START THE INPUT

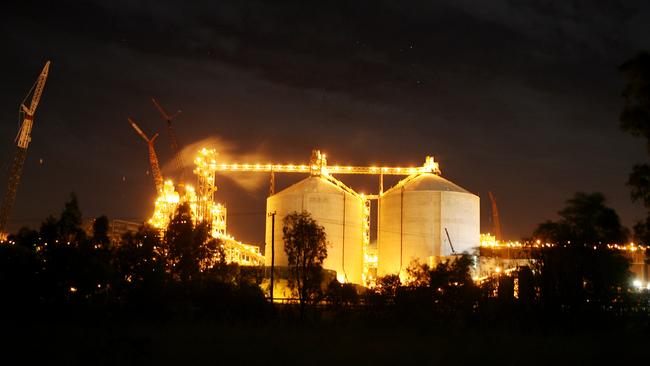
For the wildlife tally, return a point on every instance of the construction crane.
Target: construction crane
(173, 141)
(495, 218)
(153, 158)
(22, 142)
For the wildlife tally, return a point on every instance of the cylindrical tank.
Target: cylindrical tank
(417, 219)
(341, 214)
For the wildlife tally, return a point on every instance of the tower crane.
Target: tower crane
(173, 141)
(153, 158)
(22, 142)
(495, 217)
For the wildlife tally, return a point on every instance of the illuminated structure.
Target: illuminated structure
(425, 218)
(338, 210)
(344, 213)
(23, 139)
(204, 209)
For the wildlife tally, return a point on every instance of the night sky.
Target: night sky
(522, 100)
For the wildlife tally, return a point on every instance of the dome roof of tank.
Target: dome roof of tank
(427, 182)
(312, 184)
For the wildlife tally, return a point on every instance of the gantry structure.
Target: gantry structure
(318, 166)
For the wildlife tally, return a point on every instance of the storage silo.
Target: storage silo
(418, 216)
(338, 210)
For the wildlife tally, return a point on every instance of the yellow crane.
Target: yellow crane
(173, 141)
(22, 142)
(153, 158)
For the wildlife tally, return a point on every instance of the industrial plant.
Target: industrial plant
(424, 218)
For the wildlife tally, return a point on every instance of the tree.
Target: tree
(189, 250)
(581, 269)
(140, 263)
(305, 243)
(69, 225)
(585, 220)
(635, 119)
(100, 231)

END THE INPUT

### SET EXERCISE
Return every line from the one holding "the tower crane." through the end of the data, exactly as it appears, with both ends kept and nothing else.

### RESPONSE
For the wildlife tally, return a point on every instance of the tower crane.
Target: tower crane
(173, 141)
(153, 158)
(22, 142)
(495, 217)
For the wildlife tally, return a point on every instance of the illuminated structure.
Target: illuminated structure
(425, 218)
(338, 210)
(344, 213)
(23, 139)
(204, 209)
For the wildlife tally, return a point on every instance of the night sky.
Target: night sky
(522, 100)
For the wildlife tally, return a point on every instance of the dome roof of tank.
Target: dome roof of tank
(427, 182)
(312, 184)
For the wildlife tally, return a point on every instance of the gantry structure.
Target: gantry structure
(318, 166)
For the wildlife tally, return a point on every instance of the storage silo.
Target: storage silo
(418, 216)
(338, 210)
For the wildlife tally, return a point on every instance of the yellow crane.
Target: yellow crane
(173, 141)
(22, 142)
(153, 158)
For the wildlife tally, return a point on every instance of the industrial plant.
Target: industrial plant
(424, 218)
For the wildlife tally, return a point on every instance of the tree.
Target: tree
(189, 250)
(581, 269)
(140, 263)
(305, 243)
(69, 225)
(585, 220)
(635, 119)
(100, 231)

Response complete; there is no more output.